• **TEXTE**:

DOMINE : PAR 130 VOIX CONTRE 90, LE PERSONNEL ADOPTE LES CONDITIONS DE LA REPRISE PAR ELF-AQUITAINE

Événement rarissime et peut-être unique hier à la sous-préfecture de Châtellerault - surtout en l’absence de sous-préfet en poste ici - le personnel d’une entreprise s’y exprimait à bulletins secrets. Il s’agissait bien sûr de celui de l’usine métallurgique de Domine, appelé à se prononcer pour ou contre les conditions proposées par le groupe des « repreneurs ».

La CGT s’y opposait, défendant des propositions qui allaient au-delà en matière de réembauche. Par 130 voix contre 90, le personnel a accepté le plan de reprise du groupe conduit par Elf-Aquitaine.

Tout n’est peut-être pas résolu, mais une étape décisive est franchie dans ce conflit qui a déjà fait couler tant d’encre. Après une réunion du comité d'entreprise, le travail reprendra jeudi matin a fait savoir le syndic à l’issue de cette consultation.

Comme nous l’avons rapporté ces derniers jours, le premier projet de reprise avait été modifié après une nouvelle négociation avec les représentants du personnel.

En dernier lieu, la société qui doit être constituée entre Elf-Aquitaine (51 %), Solétanche, SIF, FORAID et FORACO, proposait donc de repartir avec 128 des anciens salariés (contre 112 dans le premier projet), plus 5 postes nouveaux. Ce qui ramenait à 110 le nombre de licenciés Elle portait à dix-huit mois la priorité de réembauchage des anciens salariés et proposait des contrats de formation « en fonction des besoins ».

C’est sur ce plan que le personnel se prononçait et c’est donc sur ces bases que l’activité va reprendre prochainement.

• **EXTRAIT DE DONNÉES**:
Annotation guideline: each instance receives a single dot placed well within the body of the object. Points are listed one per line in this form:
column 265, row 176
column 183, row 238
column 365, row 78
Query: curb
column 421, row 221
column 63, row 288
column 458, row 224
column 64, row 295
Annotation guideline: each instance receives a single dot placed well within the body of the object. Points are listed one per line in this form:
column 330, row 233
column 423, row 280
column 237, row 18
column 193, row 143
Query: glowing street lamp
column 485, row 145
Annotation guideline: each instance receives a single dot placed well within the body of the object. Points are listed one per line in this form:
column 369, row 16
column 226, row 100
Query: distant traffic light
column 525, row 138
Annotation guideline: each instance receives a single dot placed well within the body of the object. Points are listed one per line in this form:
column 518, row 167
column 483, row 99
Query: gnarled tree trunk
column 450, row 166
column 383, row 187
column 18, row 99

...

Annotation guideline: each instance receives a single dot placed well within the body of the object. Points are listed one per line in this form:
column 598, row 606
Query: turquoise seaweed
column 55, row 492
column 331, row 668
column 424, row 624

* * *

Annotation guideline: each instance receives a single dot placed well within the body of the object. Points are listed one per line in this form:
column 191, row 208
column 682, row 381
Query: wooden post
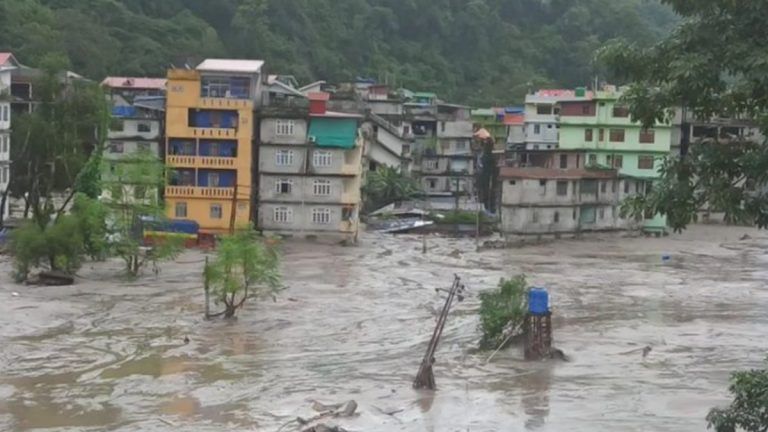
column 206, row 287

• **CONSIGNES**:
(a) Recopiez le passage du texte sur la reprise de l'usine Domine qui commence par « La CGT s’y opposait, défendant » et se termine par « conduit par Elf-Aquitaine. ».
(b) Relevez chaque ligne des enregistrements où figure la chaîne « Query ». La casse compte.

• **RÉPONSES ATTENDUES**:
(a)
La CGT s’y opposait, défendant des propositions qui allaient au-delà en matière de réembauche. Par 130 voix contre 90, le personnel a accepté le plan de reprise du groupe conduit par Elf-Aquitaine.

(b)
Query: curb
Query: glowing street lamp
Query: distant traffic light
Query: gnarled tree trunk
Query: turquoise seaweed
Query: wooden post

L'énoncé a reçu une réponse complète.